Begin at the line in the records below that has "the dog's amber" and continue through the last line of the records. Convert those lines into a Markdown table with the columns Row and Line, omitting any blank lines.

Dataset excerpts on object pointing

---

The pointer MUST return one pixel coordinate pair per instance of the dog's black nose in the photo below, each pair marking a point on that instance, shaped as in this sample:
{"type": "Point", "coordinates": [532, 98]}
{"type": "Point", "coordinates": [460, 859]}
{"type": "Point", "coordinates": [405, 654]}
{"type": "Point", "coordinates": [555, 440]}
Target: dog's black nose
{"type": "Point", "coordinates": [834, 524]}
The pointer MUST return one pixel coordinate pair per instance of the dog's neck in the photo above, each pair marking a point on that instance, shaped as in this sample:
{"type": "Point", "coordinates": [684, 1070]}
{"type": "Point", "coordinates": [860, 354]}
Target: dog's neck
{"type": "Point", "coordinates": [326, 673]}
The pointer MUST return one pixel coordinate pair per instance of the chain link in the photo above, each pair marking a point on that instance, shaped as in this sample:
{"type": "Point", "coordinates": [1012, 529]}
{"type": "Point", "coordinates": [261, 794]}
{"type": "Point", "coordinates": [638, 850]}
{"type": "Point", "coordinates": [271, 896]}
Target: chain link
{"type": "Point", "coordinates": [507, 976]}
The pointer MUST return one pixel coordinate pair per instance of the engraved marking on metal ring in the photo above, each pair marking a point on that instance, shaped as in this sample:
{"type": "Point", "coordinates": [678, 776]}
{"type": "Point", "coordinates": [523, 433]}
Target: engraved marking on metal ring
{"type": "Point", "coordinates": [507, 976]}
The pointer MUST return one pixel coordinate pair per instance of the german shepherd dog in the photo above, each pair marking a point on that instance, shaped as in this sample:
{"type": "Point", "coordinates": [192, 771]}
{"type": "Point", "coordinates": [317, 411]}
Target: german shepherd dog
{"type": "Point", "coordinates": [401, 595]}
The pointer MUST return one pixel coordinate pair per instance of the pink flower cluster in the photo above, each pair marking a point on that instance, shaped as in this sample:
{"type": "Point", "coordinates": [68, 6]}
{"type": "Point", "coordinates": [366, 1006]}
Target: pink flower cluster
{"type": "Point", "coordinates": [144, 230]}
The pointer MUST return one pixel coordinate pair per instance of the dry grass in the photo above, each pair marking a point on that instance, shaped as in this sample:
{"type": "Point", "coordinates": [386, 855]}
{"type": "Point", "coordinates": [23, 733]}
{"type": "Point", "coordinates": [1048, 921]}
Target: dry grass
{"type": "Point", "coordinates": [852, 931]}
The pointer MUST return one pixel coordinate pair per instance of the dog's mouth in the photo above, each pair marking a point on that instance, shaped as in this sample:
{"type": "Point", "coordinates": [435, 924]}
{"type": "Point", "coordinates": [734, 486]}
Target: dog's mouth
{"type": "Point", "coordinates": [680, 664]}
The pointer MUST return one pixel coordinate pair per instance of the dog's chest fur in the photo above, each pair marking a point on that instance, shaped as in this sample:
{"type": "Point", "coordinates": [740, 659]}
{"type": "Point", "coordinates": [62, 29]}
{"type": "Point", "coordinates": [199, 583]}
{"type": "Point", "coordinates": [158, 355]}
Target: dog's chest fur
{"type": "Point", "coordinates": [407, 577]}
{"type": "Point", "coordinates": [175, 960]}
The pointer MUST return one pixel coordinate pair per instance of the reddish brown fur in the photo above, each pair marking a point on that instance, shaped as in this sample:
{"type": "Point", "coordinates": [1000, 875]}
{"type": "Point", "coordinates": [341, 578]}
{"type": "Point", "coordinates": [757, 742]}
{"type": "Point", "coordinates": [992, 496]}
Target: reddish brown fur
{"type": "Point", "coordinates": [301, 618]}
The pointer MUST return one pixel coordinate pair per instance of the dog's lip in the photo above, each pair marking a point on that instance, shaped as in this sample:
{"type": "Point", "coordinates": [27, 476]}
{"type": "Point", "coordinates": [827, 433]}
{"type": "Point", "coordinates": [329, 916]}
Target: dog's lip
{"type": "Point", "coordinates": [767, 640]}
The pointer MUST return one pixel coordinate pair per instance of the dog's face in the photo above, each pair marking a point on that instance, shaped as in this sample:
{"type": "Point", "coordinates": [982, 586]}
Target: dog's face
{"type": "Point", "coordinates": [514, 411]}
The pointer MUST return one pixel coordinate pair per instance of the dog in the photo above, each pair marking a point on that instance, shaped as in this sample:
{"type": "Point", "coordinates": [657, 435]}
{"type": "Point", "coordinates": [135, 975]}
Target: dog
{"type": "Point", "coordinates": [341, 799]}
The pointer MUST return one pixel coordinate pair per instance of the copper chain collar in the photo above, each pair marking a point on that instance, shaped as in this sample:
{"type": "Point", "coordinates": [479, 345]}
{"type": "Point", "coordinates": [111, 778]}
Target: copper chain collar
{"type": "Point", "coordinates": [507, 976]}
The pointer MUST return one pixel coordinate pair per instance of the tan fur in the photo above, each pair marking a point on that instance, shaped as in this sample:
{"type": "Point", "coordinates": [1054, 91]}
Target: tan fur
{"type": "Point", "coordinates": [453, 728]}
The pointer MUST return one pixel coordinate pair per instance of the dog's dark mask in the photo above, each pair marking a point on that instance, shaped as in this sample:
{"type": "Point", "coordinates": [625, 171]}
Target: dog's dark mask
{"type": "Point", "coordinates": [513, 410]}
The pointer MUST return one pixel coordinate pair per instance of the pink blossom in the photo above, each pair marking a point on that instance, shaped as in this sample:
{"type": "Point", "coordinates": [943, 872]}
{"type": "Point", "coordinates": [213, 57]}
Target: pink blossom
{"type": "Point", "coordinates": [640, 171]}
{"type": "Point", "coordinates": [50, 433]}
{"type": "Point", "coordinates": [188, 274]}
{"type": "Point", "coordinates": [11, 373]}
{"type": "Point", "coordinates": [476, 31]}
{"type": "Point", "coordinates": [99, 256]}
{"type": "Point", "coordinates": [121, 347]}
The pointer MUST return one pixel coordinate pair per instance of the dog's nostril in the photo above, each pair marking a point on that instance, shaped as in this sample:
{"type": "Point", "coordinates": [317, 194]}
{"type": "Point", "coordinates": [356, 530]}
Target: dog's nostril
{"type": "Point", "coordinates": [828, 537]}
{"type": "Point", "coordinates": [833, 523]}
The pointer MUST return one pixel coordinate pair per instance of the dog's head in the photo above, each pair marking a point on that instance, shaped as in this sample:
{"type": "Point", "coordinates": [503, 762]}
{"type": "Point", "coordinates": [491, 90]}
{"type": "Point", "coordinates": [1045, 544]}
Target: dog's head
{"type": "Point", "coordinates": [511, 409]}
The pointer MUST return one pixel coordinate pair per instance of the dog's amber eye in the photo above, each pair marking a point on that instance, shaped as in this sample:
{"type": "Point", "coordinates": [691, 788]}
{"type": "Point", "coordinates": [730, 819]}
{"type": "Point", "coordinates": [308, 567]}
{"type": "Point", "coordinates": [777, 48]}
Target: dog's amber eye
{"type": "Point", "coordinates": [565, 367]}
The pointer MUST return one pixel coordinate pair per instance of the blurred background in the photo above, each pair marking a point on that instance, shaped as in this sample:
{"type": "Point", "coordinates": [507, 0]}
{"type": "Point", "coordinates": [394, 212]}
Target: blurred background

---

* [SOLUTION FOR THIS EXERCISE]
| Row | Line |
|---|---|
| 1 | The pointer MUST return one pixel coordinate pair per instance of the dog's amber eye in the photo above, each pair marking a point on that instance, shaped as in this sample: |
| 2 | {"type": "Point", "coordinates": [691, 788]} |
| 3 | {"type": "Point", "coordinates": [730, 819]} |
| 4 | {"type": "Point", "coordinates": [308, 567]} |
| 5 | {"type": "Point", "coordinates": [777, 48]} |
| 6 | Target: dog's amber eye |
| 7 | {"type": "Point", "coordinates": [565, 367]} |
| 8 | The pointer MUST return one pixel coordinate pair per instance of the blurred background in the photo above, each pair marking a point on that instance, shaped as in this sample: |
| 9 | {"type": "Point", "coordinates": [507, 0]} |
| 10 | {"type": "Point", "coordinates": [394, 212]} |
| 11 | Target: blurred background |